▶ [ASSIGNMENT] Down to the last line, restate the records below word for word, dropping every image.

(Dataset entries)
= = = = = = =

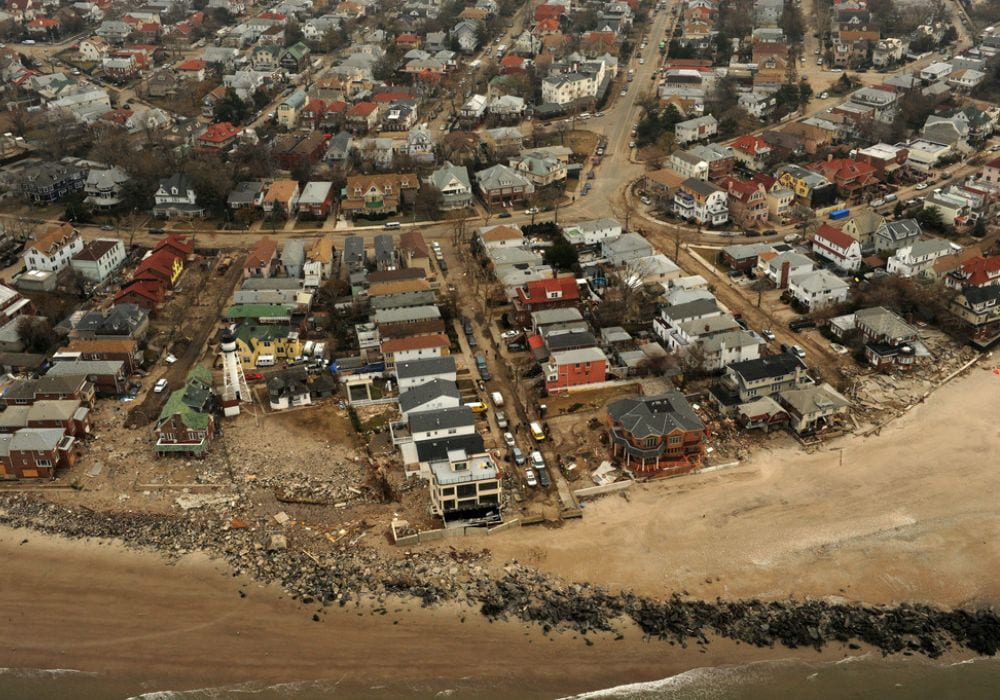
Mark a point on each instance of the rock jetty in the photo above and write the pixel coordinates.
(343, 574)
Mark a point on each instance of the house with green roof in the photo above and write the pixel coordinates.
(255, 340)
(261, 313)
(186, 424)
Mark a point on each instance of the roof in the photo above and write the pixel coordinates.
(417, 342)
(835, 236)
(425, 367)
(769, 366)
(428, 391)
(655, 415)
(441, 419)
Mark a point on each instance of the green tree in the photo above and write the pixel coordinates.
(561, 255)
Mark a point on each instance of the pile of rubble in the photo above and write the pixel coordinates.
(342, 571)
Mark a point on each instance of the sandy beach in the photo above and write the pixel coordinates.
(128, 615)
(910, 514)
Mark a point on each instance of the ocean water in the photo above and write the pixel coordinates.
(860, 678)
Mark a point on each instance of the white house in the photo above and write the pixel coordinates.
(696, 129)
(817, 289)
(52, 250)
(99, 258)
(593, 232)
(838, 247)
(918, 258)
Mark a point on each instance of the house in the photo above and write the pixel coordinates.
(99, 258)
(548, 293)
(125, 350)
(186, 424)
(743, 256)
(702, 202)
(624, 249)
(464, 484)
(35, 453)
(539, 168)
(295, 58)
(378, 195)
(752, 151)
(316, 199)
(812, 408)
(747, 202)
(893, 235)
(412, 373)
(810, 188)
(782, 267)
(452, 181)
(49, 182)
(817, 289)
(288, 388)
(696, 129)
(918, 258)
(503, 186)
(593, 232)
(262, 258)
(289, 108)
(838, 247)
(414, 252)
(570, 369)
(761, 377)
(53, 249)
(175, 198)
(104, 187)
(67, 415)
(282, 195)
(656, 434)
(107, 376)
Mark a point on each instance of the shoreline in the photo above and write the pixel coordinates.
(133, 620)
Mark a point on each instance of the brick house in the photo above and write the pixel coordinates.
(656, 434)
(35, 453)
(575, 368)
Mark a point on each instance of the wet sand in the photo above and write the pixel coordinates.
(102, 608)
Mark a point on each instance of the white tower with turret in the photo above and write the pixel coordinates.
(234, 383)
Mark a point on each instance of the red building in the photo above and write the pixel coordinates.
(575, 368)
(658, 435)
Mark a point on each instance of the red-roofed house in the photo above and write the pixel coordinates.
(217, 137)
(979, 271)
(192, 69)
(852, 177)
(549, 293)
(837, 247)
(362, 117)
(991, 171)
(408, 41)
(177, 244)
(752, 151)
(747, 201)
(144, 293)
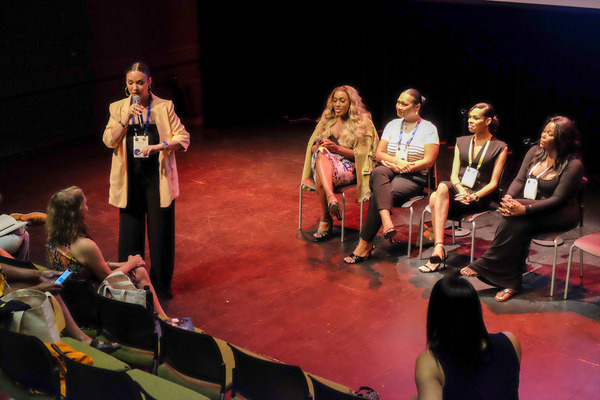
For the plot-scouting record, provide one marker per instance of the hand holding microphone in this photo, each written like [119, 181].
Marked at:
[137, 103]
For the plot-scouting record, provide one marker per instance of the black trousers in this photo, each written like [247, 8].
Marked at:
[143, 207]
[388, 189]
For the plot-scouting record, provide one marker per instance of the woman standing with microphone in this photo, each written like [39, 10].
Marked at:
[145, 132]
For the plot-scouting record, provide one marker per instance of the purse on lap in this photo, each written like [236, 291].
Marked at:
[118, 286]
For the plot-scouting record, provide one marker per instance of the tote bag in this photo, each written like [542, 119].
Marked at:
[118, 286]
[44, 320]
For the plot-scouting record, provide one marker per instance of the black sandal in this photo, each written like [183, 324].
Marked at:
[358, 259]
[439, 261]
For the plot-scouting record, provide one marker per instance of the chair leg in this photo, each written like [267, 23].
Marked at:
[421, 232]
[473, 241]
[453, 234]
[554, 266]
[409, 233]
[300, 210]
[568, 271]
[362, 207]
[343, 215]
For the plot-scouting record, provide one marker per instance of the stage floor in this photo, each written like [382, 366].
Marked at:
[245, 274]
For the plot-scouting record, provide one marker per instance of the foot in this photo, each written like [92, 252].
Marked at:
[389, 233]
[324, 230]
[504, 295]
[430, 267]
[105, 347]
[466, 271]
[435, 261]
[361, 253]
[334, 207]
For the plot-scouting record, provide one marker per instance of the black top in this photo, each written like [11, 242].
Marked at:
[561, 190]
[497, 379]
[484, 176]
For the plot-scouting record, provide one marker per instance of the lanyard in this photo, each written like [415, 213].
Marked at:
[482, 155]
[543, 172]
[413, 132]
[147, 124]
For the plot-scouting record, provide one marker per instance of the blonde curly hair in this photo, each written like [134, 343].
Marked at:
[65, 222]
[359, 119]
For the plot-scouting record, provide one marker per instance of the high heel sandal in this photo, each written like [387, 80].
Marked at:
[358, 259]
[440, 262]
[334, 208]
[390, 233]
[324, 235]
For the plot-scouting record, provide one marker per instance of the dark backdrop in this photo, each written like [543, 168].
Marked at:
[528, 61]
[233, 65]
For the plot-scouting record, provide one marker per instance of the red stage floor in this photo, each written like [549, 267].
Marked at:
[246, 275]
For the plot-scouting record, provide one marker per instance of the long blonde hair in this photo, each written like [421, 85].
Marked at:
[359, 119]
[65, 222]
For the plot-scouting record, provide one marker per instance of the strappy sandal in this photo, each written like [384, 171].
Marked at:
[334, 208]
[324, 235]
[358, 259]
[464, 272]
[505, 295]
[440, 262]
[390, 233]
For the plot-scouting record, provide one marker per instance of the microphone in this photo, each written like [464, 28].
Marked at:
[138, 100]
[528, 141]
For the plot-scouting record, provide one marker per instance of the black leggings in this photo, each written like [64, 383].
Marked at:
[388, 189]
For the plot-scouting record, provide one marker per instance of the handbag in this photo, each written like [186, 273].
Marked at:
[367, 393]
[44, 320]
[118, 286]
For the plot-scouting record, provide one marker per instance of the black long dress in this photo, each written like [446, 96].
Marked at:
[554, 209]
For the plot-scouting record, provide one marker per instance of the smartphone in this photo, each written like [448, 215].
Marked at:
[62, 277]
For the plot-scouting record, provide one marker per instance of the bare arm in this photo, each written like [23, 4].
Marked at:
[86, 251]
[429, 377]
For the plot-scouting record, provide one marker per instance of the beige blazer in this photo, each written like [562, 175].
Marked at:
[170, 128]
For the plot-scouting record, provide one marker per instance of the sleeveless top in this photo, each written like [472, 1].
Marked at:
[61, 259]
[497, 379]
[487, 166]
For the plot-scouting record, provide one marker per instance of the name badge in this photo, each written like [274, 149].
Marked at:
[530, 191]
[469, 177]
[139, 143]
[402, 152]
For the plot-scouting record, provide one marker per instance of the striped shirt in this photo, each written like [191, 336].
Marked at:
[426, 134]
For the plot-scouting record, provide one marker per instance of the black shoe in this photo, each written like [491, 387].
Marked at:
[105, 347]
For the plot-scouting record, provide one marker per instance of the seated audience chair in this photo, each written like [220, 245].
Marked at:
[323, 391]
[256, 378]
[470, 217]
[555, 238]
[133, 327]
[81, 300]
[588, 243]
[431, 185]
[306, 185]
[86, 382]
[25, 361]
[195, 360]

= = = = = = =

▶ [RESULT FOR THIS EXERCISE]
Mark a point on each instance of the rock jetty in the photo above and write the pixel coordinates.
(343, 574)
Mark a point on each instance of the house with green roof in the photo above and write the pixel coordinates.
(255, 340)
(261, 313)
(186, 424)
Mark a point on each instance of the roof in the photo above and write the pixel coordinates.
(417, 342)
(835, 236)
(425, 367)
(769, 366)
(428, 391)
(655, 415)
(441, 419)
Mark a point on each instance of the green tree in the photo above and write the pixel coordinates.
(561, 255)
Mark a point on each instance of the pile of rubble in the photo above and write the pixel coordinates.
(342, 571)
Mark a point on each instance of the sandy beach in the photo above and write the pixel coordinates.
(128, 615)
(910, 514)
Mark a point on each instance of the ocean water in the photo above and write the pixel coordinates.
(860, 678)
Mark a point on each instance of the white house in the photo above and write the pixel coordinates.
(696, 129)
(817, 289)
(52, 250)
(99, 258)
(593, 232)
(838, 247)
(918, 258)
Mark a point on each instance of the house in the photo above and write the pixel coordinates.
(99, 258)
(548, 293)
(125, 350)
(186, 424)
(743, 256)
(702, 202)
(624, 249)
(464, 484)
(35, 453)
(539, 168)
(295, 58)
(378, 195)
(752, 151)
(316, 199)
(812, 408)
(747, 202)
(893, 235)
(412, 373)
(810, 188)
(782, 267)
(452, 181)
(49, 182)
(817, 289)
(288, 388)
(696, 129)
(918, 258)
(503, 186)
(593, 232)
(262, 258)
(289, 108)
(838, 247)
(414, 252)
(570, 369)
(761, 377)
(53, 249)
(175, 198)
(104, 187)
(67, 415)
(282, 195)
(656, 434)
(107, 376)
Mark a point on each instance of the shoreline in the photo above and write the pixel coordinates.
(133, 620)
Mark a point on each instance of the brick house in the photo above and write the pixel coordinates.
(656, 434)
(35, 453)
(575, 368)
Mark a point on each instance of the wet sand in the photo above and write the pixel coordinates.
(102, 608)
Mark a point on each instance of the white tower with turret in the photo above and write the pixel coordinates.
(234, 383)
Mark a point on each instance of the red building in the photo above and write the pixel coordinates.
(575, 368)
(658, 435)
Mark a point on each instance of the red-roofed house in the photo above and write the pixel coordinates.
(217, 137)
(979, 271)
(192, 69)
(852, 177)
(549, 293)
(837, 247)
(362, 117)
(991, 171)
(408, 41)
(177, 244)
(752, 151)
(747, 201)
(144, 293)
For the plot-scouting record, provide one marker per instance of the hand holding microphone in this photo, each written like [119, 181].
Marked at:
[137, 103]
For the plot-scouting record, provide one marker per instance of the black trousers in this photo, each written like [247, 8].
Marked at:
[143, 207]
[388, 189]
For the plot-scouting record, provide one marker per instance of the woman standing with microphone in this photo, each written like [39, 10].
Marked at:
[145, 132]
For the plot-scouting record, provide one marker per instance of the purse on lap in this photo, each written like [236, 291].
Marked at:
[118, 286]
For the plot-scouting record, provide one marker per instance of the tote bag in this photo, each written like [542, 119].
Marked at:
[118, 286]
[44, 320]
For the plot-scouting record, provide one marker per instance of the black sandal in this photo, each written like [183, 324].
Marked at:
[358, 259]
[439, 261]
For the plot-scouting record, provide one marker per instance of the chair leg in this photo, each written like [267, 23].
Marked at:
[421, 232]
[473, 241]
[453, 234]
[554, 266]
[409, 233]
[300, 210]
[568, 271]
[362, 207]
[343, 215]
For the plot-scouting record, provide one marker per instance of the stage floor in this photo, each written like [382, 366].
Marked at:
[245, 274]
For the plot-scouting record, provide one marker per instance of the foot in this photo, each written like [92, 252].
Marked at:
[389, 233]
[324, 230]
[504, 295]
[430, 267]
[105, 347]
[466, 271]
[435, 261]
[361, 253]
[334, 207]
For the plot-scouting record, provide one marker per instance of the black top in this photo, each written like [11, 242].
Marked at:
[561, 190]
[497, 379]
[484, 176]
For the plot-scouting record, provide one marker per instance of the lanyard in this photo, each written like [415, 213].
Marked at:
[482, 155]
[543, 172]
[413, 132]
[147, 124]
For the plot-scouting record, provide one marker per instance of the blonde curly hair in this photo, each written like [134, 343].
Marked at:
[65, 222]
[359, 119]
For the plot-scouting record, provide one marker per instance of the high heel sandal in this photo, each written like [387, 80].
Marked at:
[358, 259]
[440, 262]
[334, 208]
[390, 233]
[324, 235]
For the plot-scouting record, provide one marker per instance of the dark backdrop in this photo, each written like [543, 168].
Marked at:
[528, 61]
[233, 65]
For the plot-scouting record, provide one marker per instance of the red stage floor in this photo, each written like [549, 267].
Marked at:
[246, 275]
For the plot-scouting record, provide one marker per instance of the long blonde hair in this photo, each written like [421, 85].
Marked at:
[359, 119]
[65, 222]
For the plot-scouting record, provide one marker per instance of the strappy sandal in this photo, each written like [384, 171].
Marked at:
[334, 208]
[324, 235]
[358, 259]
[464, 272]
[505, 295]
[440, 262]
[390, 233]
For the plot-scouting record, provide one marker per instance of the microphone in this photo, each written like [464, 28].
Marked at:
[138, 100]
[528, 141]
For the plot-scouting record, provide one marker per instance of the black leggings in this photo, each written like [64, 383].
Marked at:
[388, 189]
For the plot-scouting record, provide one marker per instance of the handbag in this photo, each written like [186, 273].
Marked at:
[367, 393]
[44, 320]
[118, 286]
For the plot-scouting record, provide one marker per instance of the black long dress in this photo, each written like [446, 96].
Marked at:
[554, 209]
For the plot-scouting record, provide one marker per instance of the smartphone in this photo, each written like [448, 215].
Marked at:
[62, 277]
For the plot-scouting record, provide one marker per instance of the bare arm in this photo, each written like [23, 4].
Marked at:
[86, 251]
[429, 377]
For the plot-scouting record, provide one marker per instance of the beige blazer in this photo, each written like [562, 175].
Marked at:
[170, 128]
For the plot-scouting record, provide one marker per instance of the sleeveless top in this photo, each written like [472, 1].
Marked at:
[61, 259]
[497, 379]
[487, 166]
For the plot-scouting record, provide one marker per instance of the name badge in this photo, each written like [274, 149].
Marked at:
[530, 191]
[469, 177]
[139, 143]
[402, 152]
For the plot-scouting record, provide one marker per instance of the striped shirt in this photo, each written like [191, 336].
Marked at:
[426, 134]
For the plot-scouting record, provide one marker per instance of the black shoe in this photo, each written like [491, 387].
Marked at:
[105, 347]
For the plot-scouting record, provide one marker per instance of the seated audience chair in this photo, each written like [220, 245].
Marked at:
[323, 391]
[256, 378]
[470, 217]
[555, 238]
[133, 327]
[81, 300]
[588, 243]
[431, 185]
[306, 185]
[86, 382]
[25, 361]
[195, 360]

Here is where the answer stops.